**RECORD EXCERPTS**
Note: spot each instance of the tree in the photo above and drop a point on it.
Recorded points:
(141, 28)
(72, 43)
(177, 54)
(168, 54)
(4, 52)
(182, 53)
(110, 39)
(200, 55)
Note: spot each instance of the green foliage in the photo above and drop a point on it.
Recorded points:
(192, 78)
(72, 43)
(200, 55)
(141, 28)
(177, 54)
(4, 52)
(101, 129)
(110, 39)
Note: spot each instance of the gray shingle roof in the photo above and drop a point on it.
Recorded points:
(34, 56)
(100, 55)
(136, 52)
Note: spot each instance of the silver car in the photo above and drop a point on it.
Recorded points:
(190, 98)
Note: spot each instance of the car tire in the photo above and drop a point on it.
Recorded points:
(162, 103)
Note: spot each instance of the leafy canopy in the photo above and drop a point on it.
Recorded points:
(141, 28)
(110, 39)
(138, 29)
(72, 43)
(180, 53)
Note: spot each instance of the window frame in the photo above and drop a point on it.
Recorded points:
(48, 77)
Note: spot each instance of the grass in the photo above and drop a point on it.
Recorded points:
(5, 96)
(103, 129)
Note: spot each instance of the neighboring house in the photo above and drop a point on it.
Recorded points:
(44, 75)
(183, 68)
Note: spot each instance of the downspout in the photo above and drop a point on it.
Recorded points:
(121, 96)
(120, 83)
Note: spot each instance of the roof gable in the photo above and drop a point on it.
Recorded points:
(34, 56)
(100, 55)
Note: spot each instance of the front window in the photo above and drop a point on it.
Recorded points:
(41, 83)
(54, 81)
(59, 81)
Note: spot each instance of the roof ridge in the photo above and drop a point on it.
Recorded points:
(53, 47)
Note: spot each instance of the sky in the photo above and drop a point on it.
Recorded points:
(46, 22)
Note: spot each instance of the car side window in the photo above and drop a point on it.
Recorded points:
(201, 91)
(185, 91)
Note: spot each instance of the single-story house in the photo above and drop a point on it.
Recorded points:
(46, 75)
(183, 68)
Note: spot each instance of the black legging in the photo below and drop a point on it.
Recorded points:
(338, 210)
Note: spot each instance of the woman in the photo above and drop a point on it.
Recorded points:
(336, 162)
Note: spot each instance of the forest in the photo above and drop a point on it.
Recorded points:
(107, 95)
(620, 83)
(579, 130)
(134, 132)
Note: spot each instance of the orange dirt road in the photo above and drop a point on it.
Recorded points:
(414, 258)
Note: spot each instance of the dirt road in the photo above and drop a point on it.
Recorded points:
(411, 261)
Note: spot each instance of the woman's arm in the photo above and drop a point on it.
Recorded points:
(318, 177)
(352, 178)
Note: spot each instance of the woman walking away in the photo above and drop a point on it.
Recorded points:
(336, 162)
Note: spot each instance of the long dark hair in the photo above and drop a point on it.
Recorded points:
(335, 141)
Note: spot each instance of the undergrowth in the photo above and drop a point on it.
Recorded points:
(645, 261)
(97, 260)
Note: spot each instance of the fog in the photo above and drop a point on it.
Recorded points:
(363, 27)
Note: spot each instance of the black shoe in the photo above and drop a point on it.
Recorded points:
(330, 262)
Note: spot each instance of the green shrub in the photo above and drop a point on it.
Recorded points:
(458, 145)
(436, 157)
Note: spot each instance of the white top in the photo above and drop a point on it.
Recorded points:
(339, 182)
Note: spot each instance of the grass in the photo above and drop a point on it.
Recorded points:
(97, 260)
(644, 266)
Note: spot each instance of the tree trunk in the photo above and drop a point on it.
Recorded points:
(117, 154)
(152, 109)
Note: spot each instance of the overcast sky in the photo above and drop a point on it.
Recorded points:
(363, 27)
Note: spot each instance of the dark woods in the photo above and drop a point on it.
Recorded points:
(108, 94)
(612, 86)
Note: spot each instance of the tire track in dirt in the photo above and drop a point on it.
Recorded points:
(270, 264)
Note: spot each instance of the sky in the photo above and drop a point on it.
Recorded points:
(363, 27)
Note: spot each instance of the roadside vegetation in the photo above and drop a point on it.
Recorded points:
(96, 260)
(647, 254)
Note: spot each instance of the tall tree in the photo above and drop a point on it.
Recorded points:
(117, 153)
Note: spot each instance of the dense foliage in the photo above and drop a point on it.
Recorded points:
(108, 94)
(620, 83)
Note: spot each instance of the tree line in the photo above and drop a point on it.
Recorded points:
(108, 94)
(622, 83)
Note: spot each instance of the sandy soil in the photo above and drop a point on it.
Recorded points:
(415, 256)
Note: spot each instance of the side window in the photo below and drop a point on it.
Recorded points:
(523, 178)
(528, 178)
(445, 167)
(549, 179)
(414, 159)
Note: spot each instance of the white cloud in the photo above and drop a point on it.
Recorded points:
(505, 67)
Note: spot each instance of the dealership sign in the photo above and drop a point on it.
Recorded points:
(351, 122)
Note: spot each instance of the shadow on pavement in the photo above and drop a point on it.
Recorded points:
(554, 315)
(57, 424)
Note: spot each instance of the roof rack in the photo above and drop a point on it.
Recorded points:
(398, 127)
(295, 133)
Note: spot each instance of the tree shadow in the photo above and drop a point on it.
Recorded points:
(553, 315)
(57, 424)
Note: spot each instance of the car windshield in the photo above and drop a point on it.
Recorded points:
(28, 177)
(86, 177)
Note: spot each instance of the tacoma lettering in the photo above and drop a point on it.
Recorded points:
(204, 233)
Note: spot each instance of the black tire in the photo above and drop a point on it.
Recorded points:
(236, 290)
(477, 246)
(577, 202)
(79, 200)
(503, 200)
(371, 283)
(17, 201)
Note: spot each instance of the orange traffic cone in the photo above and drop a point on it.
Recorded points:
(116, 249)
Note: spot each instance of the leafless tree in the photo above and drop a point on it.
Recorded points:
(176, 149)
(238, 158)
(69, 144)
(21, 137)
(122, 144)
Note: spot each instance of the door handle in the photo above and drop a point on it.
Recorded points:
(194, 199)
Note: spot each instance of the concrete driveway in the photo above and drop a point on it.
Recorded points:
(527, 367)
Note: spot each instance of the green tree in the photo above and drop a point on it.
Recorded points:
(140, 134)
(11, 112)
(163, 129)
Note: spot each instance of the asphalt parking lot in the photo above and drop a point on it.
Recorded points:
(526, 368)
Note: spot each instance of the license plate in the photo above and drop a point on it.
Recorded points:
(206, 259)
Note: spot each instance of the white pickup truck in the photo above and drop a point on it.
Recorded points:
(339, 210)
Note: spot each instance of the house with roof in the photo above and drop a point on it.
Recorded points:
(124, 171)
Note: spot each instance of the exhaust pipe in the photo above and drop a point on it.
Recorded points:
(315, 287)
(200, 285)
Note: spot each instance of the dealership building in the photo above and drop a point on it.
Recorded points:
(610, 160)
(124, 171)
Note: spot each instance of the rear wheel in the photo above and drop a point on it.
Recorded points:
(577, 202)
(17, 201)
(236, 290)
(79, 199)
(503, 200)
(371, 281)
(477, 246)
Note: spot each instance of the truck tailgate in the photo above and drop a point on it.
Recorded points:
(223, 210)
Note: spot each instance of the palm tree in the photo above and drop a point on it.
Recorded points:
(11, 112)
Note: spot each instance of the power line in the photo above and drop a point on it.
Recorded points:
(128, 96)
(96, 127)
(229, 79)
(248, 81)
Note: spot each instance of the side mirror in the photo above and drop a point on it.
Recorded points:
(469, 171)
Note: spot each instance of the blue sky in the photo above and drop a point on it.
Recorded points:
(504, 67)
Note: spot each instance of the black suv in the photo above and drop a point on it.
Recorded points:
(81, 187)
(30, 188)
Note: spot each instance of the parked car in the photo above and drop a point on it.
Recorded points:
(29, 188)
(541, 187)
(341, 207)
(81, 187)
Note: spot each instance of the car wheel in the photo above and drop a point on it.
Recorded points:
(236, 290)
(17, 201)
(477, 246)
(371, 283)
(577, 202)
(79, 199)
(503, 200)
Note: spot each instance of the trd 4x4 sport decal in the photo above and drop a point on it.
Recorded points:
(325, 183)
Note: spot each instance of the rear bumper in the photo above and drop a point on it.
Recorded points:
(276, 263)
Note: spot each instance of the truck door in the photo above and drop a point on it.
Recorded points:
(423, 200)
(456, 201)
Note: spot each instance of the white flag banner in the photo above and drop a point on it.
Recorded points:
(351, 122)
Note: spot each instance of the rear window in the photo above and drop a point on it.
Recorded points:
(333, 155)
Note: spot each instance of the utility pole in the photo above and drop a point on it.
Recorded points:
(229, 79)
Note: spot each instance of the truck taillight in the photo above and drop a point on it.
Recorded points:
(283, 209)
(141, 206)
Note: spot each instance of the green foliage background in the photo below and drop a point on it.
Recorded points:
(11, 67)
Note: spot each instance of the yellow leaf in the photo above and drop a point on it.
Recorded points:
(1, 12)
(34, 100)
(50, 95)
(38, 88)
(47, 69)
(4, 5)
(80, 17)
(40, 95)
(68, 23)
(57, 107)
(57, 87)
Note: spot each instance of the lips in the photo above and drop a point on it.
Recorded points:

**HOW TO COMPLETE THIS TASK**
Among the lines of the data above, find those with the word "tree" and show them.

**PROBLEM SOLUTION**
Note: spot each instance of the tree in the photo above and drop a point on it.
Note: spot each instance of the tree trunk in the photo above and drop a point on it.
Note: spot each instance of the tall tree in the photo above and drop a point on it.
Note: spot each instance of the tree line in the photo above and drop a point on it.
Note: spot each instance of the tree shadow in the photo above and drop a point on it.
Note: spot each instance of the leafless tree in the photo above and drop a point on it.
Note: spot each instance of the green tree in the photo above and drop a point on it.
Note: spot each instance of the palm tree in the photo above and drop a point on it.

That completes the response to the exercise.